═══ Document segment ═══

Over the past few months, the SEC has ramped up its efforts to police interest-bearing accounts. However, one gripe among companies that have found themselves in the agency's cross-hairs, is that the regulator uses near-90-year-old case law to justify its actions.
“Laws drafted in the 1930s to facilitate effective oversight of our financial system could not contemplate this technological revolution,” Coinbase wrote in an October policy statement. “Forcing the full spectrum of digital assets into supervisory categories codified before the use of computers risks stifling the development of this transformational technology, thus pushing offshore the innovative center of gravity that currently sits in the United States.”
A month earlier, the company's CEO, Brian Armstrong, accused the SEC of "engaging in intimidation tactics behind closed doors." Another executive said the regulator threatened to sue Coinbase if it followed through on a plan to launch an interest-yielding product called Lend. The company scrapped the product but maintained that Lend would not have been a security because it wouldn't have represented an investment contract.
SEC Chair Gary Gensler on Monday said the BlockFi settlement "makes clear that crypto markets must comply with time-tested securities laws. It further demonstrates the Commission’s willingness to work with crypto platforms to determine how they can come into compliance with those laws."
BlockFi sold the interest-bearing accounts to the public for nearly three years. The SEC found the products to be securities, and that the company failed to register with the SEC or qualify for an exemption.
The regulator also found BlockFi operated for more than 18 months as an unregistered investment company because it issued securities and held more than 40% of its total assets, excluding cash, in investment securities, including loans of crypto assets to institutional borrowers.
Further, the company made a false and misleading statement on its website for more than two years concerning the level of risk in its loan portfolio and lending activity, the SEC said.
BlockFi neither admitted nor denied the findings.
'Land grab'?
Coinbase has long said the SEC refuses to give the digital asset industry an opinion in writing as to what products should be allowed and why — asserting the tactic as a "land grab" by the regulator.
Some Republican lawmakers have indirectly accused the SEC of reaching outside its lane. Gensler, in a September hearing, told lawmakers, “We just don’t have enough investor protection in crypto finance, issuance, trading or lending,” likening the space to “the Wild West or the old world of ‘buyer beware’ that existed before the securities laws were enacted.”
“As to the people and the companies that you regulate as chairman of the SEC, do you consider yourself to be their daddy?” Sen. John Kennedy, R-LA, asked Gensler at the hearing.
The long-running issue is whether or how interest-bearing accounts qualify as securities. A 1946 Supreme Court case determined that an investment contract, by the Securities Act's standard, is one in which "a person invests his money in a common enterprise and is led to expect profits solely from the efforts of the promoter or a third party."
In the case, which established the "Howey test," investors bought rows of orange trees in Florida and agreed to let the Howey Company manage the trees, harvest and sell the fruit, and give investors a share of the proceeds. By that measure, a Bloomberg op-ed writer said in July, the oranges, trees and land are not securities, but the agreement is.
BlockFi and Coinbase are not the only alleged targets. Digital-asset lender Celsius, along with crypto firms Gemini and Voyager Digital, have found themselves subject to similar SEC scrutiny, Bloomberg reported last month. Some of the same states that questioned BlockFi's interest-bearing accounts sought similar restrictions against Celsius products.
A Gemini spokeswoman last month told the wire service the company was cooperating with an “industry-wide inquiry” into interest-bearing accounts. Celsius said it was working with regulators to “operate in full compliance with the law.” A Voyager spokesman said such ongoing communications with government agencies are routine.

═══ Exercise data ═══

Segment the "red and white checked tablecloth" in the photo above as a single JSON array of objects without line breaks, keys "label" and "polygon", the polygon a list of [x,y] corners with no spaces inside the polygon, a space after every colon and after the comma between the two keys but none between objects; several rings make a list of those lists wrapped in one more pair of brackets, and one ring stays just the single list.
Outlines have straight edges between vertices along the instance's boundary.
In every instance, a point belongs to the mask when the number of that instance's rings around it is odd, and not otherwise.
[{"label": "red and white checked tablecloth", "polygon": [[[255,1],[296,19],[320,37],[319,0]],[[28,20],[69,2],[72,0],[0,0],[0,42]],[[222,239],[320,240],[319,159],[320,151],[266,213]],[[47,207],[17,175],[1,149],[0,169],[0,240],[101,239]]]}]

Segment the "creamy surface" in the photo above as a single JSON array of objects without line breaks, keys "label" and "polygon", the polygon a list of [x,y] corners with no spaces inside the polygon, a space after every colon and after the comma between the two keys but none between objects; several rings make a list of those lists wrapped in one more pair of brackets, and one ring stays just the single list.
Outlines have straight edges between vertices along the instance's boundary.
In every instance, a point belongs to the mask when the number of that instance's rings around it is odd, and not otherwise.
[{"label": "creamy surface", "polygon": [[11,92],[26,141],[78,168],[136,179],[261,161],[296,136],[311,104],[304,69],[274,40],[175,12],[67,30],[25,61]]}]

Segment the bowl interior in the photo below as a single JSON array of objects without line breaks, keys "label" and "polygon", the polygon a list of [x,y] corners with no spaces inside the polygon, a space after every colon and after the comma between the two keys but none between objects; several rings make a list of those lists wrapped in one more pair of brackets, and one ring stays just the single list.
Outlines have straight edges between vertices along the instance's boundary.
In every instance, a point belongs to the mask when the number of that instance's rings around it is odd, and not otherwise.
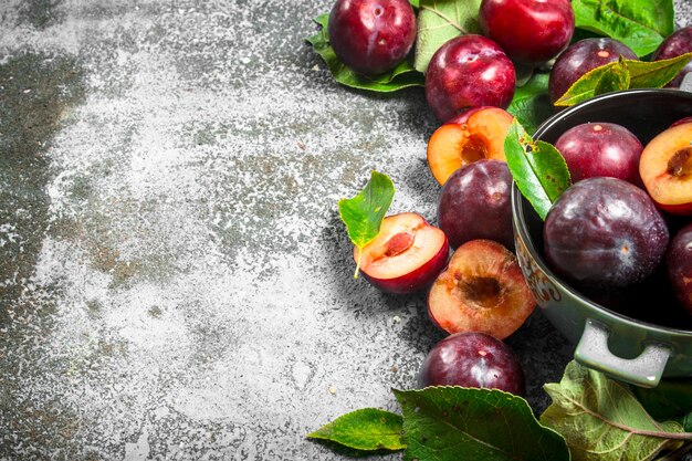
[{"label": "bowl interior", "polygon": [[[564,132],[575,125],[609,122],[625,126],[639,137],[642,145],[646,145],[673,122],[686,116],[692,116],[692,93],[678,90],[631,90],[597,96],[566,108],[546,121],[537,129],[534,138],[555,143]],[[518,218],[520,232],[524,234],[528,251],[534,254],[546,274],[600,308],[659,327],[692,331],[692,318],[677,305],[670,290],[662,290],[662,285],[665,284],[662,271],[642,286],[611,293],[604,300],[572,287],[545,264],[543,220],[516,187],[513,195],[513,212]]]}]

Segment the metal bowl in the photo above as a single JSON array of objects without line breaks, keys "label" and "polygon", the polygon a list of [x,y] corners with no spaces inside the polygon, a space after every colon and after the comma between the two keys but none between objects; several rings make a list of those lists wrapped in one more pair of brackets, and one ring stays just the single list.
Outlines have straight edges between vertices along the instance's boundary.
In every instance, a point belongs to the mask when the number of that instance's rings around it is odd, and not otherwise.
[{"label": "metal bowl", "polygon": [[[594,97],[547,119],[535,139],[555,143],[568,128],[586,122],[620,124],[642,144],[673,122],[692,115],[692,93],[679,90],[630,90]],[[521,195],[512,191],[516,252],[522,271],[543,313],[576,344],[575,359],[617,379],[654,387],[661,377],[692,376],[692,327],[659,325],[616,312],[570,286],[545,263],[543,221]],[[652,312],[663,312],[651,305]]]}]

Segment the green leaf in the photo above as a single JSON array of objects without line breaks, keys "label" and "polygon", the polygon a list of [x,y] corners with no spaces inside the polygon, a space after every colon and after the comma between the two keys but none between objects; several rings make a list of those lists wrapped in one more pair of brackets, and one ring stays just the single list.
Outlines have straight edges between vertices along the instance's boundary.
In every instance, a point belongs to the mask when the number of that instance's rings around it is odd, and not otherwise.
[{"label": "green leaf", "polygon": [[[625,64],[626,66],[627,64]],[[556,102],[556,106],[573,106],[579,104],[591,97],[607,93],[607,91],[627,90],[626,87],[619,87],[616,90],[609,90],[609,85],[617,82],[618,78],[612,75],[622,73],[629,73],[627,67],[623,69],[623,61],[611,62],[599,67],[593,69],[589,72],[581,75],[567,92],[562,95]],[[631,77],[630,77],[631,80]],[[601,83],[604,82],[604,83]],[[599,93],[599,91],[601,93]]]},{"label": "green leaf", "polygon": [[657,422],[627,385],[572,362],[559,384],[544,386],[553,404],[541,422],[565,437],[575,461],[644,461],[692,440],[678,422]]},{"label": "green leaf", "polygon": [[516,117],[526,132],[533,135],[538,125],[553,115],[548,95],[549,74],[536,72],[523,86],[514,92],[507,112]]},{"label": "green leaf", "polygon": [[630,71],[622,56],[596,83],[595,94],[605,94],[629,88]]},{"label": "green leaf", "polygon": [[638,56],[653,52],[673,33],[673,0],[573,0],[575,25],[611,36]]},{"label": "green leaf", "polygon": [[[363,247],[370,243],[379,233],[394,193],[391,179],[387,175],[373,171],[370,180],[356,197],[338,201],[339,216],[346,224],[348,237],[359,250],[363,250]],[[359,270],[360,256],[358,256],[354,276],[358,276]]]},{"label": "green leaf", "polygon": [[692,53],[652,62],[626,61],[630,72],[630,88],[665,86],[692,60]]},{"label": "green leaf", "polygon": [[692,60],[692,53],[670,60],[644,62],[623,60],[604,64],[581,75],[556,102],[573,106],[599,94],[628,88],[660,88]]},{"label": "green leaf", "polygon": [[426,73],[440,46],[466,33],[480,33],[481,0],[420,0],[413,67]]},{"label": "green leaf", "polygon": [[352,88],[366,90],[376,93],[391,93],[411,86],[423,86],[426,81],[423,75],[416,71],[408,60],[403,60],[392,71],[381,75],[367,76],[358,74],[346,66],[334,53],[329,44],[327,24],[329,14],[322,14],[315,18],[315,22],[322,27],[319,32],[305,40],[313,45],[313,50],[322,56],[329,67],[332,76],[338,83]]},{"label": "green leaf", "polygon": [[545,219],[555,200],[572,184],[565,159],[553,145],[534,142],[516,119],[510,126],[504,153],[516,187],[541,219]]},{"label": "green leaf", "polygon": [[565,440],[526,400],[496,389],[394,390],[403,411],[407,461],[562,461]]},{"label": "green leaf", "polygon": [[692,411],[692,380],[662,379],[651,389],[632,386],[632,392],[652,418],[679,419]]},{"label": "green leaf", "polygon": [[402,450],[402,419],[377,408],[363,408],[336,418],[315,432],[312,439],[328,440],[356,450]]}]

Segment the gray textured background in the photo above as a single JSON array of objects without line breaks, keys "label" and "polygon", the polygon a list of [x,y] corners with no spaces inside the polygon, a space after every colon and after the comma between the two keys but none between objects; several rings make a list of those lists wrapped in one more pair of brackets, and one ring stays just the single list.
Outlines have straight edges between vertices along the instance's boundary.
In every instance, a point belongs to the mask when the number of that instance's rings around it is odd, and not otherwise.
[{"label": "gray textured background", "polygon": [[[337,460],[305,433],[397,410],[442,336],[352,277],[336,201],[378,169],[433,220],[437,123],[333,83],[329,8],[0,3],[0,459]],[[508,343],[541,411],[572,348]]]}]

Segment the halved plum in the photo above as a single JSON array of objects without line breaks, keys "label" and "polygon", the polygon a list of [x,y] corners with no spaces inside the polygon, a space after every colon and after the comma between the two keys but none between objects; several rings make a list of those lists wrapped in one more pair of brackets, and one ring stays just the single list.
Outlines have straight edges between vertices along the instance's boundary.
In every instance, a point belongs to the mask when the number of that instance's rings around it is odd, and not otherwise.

═══

# [Exercise]
Reproduce word for word the part of the article on the SEC and crypto lending that opens with the words containing "The regulator also" and closes with "the SEC said.". Work only from the article on the SEC and crypto lending.

# [Expected output]
The regulator also found BlockFi operated for more than 18 months as an unregistered investment company because it issued securities and held more than 40% of its total assets, excluding cash, in investment securities, including loans of crypto assets to institutional borrowers.
Further, the company made a false and misleading statement on its website for more than two years concerning the level of risk in its loan portfolio and lending activity, the SEC said.